_Written exercise A:_
Answer these from the PC Gamer anniversary piece:
(i) What anniversary is PC Gamer marking?
(ii) Which three games are called faces on the videogame Mount Rushmore?
(iii) Which two games does the piece ask who will take the time to remember?

_Passage provided:_

PC Gamer, in its 30 years on this earth, has had the privilege of reviewing some incredible games. Absolute classics. The faces on the videogame Mount Rushmore. We're talking Half-Life, we're talking Civilization 2, we're talking Deus Ex.
And frankly, you've heard quite enough about all of them. I'd bet if you typed "Deus Ex" into our website search bar you'd get a list of results long enough to crash your computer. You'd also probably get a lot of results that don't mention Deus Ex at all; I don't really know how our site search works. The point is, you sure as hell don't need me to run you through all the videogame milestones PC Gamer has passed on the long road to 30. You already know them.
What you haven't heard about is all the trash. The garbage. The shovelware detritus that a series of now irrevocably scarred writers have had to play and review over the last three decades. Critics can write plenty about the merits of System Shock and Dungeon Keeper, but who out there will take the time to remember Big Brother Series 2: The Game and Plumbers Don't Wear Ties?
Me. I will. To mark PC Gamer's 30th, and in the spirit of growing older, wiser and kinder, I've gone back to play some of the absolute dirt-worst games to ever grace our pages with the aim of finding something, anything nice to say about each of them. Every cloud has its silver lining, and even the most execrable games have their unique qualities, their little moments of genius, right? Right?
Just a note: These games got some of the lowest review scores we've ever recorded, but I didn't just take the bottom six on The Big PC Gamer Review Spreadsheet and call it a day. There are a couple of reasons for that. The first is that, well, not all of those games are actually entertaining. Some are just plain broken, and others don't really offer much to write about.

_Provided information:_
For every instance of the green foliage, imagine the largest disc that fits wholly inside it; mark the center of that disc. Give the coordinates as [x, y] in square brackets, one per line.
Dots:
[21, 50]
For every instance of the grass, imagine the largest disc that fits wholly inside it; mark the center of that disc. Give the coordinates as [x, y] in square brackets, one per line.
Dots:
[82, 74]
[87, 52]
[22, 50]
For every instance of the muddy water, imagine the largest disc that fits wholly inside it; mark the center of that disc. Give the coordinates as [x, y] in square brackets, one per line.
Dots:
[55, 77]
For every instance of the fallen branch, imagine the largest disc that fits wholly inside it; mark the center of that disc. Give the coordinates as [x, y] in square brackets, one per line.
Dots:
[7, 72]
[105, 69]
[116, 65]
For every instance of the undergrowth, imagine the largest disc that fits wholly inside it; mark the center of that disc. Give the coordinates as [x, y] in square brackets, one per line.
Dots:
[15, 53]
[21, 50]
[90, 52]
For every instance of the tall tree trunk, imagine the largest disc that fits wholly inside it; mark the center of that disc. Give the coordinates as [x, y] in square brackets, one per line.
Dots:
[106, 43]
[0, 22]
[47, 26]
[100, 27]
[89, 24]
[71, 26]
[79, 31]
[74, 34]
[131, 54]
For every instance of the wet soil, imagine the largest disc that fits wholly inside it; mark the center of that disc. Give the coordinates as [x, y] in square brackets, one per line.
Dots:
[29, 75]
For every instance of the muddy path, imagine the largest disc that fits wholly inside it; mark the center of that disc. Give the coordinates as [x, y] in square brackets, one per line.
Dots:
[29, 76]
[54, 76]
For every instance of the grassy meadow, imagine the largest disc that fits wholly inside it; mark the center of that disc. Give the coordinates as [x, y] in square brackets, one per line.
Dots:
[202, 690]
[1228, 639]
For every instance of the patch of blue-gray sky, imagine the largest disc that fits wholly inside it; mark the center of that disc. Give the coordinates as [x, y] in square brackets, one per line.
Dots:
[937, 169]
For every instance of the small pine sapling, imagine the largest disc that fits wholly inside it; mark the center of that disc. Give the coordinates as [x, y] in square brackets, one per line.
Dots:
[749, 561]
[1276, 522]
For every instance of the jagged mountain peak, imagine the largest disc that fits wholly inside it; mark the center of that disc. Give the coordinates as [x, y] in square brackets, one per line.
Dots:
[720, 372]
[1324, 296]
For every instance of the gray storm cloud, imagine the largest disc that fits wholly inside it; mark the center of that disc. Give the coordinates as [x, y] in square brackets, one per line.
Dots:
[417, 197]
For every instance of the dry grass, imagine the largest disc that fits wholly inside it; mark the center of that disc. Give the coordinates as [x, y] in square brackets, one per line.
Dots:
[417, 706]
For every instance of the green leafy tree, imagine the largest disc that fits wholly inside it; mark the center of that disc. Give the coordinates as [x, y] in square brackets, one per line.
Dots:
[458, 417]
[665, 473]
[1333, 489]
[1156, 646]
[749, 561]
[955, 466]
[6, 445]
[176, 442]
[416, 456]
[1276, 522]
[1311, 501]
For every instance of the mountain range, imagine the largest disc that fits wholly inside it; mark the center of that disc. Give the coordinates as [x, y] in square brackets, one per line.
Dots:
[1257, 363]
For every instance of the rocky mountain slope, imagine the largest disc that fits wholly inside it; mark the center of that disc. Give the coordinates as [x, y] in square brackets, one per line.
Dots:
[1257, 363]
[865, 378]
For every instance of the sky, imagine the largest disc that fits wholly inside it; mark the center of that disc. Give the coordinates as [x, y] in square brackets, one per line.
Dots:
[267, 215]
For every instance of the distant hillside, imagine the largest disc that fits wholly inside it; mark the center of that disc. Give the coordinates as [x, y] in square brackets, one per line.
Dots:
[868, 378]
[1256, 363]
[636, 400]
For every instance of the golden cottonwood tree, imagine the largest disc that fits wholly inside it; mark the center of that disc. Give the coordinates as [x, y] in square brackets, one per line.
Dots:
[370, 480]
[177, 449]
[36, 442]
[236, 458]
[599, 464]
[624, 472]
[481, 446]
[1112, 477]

_Written exercise B:_
Pick out each line in the entries that holds the word "green", and copy those lines.

_Full response A:_
(i) Its 30th.
(ii) Half-Life, Civilization 2 and Deus Ex.
(iii) Big Brother Series 2: The Game and Plumbers Don't Wear Ties.

_Full response B:_
For every instance of the green foliage, imagine the largest disc that fits wholly inside it; mark the center of that disc. Give the coordinates as [x, y] in square brackets, one per line.
For every instance of the green leafy tree, imagine the largest disc that fits wholly inside it; mark the center of that disc. Give the coordinates as [x, y] in square brackets, one per line.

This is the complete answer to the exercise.